------ Given information ------
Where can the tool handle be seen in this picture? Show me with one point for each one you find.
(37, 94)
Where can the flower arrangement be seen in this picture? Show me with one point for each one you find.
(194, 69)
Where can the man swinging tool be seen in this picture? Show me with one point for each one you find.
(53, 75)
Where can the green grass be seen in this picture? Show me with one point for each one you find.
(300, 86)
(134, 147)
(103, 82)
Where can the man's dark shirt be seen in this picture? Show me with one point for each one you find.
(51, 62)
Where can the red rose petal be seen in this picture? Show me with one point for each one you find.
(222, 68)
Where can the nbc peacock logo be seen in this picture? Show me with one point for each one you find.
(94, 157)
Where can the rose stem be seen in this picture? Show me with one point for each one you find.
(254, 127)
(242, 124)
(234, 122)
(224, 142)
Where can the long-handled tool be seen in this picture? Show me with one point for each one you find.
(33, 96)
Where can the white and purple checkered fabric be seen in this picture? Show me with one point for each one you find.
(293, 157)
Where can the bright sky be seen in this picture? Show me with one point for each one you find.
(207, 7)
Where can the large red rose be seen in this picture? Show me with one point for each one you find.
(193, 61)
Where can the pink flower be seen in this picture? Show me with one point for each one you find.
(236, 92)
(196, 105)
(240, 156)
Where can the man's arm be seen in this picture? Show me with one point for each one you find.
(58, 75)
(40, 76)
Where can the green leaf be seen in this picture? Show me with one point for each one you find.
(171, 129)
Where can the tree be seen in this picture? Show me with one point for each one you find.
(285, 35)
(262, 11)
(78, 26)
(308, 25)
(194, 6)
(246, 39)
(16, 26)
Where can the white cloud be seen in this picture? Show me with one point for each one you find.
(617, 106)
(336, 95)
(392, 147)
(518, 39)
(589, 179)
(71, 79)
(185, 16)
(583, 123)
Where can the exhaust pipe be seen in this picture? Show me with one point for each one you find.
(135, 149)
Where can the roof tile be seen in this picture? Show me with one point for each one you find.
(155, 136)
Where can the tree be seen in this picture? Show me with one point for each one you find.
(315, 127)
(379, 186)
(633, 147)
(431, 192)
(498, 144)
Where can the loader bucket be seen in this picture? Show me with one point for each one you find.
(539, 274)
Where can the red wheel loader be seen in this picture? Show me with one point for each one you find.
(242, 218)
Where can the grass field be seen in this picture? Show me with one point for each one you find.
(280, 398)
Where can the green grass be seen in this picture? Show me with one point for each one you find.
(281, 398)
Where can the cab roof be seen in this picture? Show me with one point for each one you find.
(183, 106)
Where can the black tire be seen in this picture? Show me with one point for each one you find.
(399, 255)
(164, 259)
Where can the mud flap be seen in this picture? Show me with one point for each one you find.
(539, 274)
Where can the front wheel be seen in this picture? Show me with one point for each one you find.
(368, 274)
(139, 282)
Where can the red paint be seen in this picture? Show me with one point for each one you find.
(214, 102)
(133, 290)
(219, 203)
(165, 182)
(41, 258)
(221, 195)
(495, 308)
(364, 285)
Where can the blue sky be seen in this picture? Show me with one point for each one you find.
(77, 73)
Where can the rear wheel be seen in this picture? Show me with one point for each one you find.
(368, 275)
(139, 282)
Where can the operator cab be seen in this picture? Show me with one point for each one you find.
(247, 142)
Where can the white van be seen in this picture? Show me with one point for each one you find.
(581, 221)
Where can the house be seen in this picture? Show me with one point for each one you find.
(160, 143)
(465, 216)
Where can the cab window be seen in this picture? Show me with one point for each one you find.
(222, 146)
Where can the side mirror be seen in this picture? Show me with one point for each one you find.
------
[Requirements]: Quote, word for word, the stretch of the items from the line containing "Where can the white van" through the final line of the items.

[Answer to this problem]:
Where can the white van be seen in this picture? Show me with one point for each one you find.
(581, 221)
Where can the house be seen in this picture? Show me with one point for each one you find.
(160, 143)
(465, 216)
Where can the cab window be seen in this picture? Show me with one point for each one you find.
(222, 146)
Where can the side mirror be seen in this picture? Show me with one point for each one you find.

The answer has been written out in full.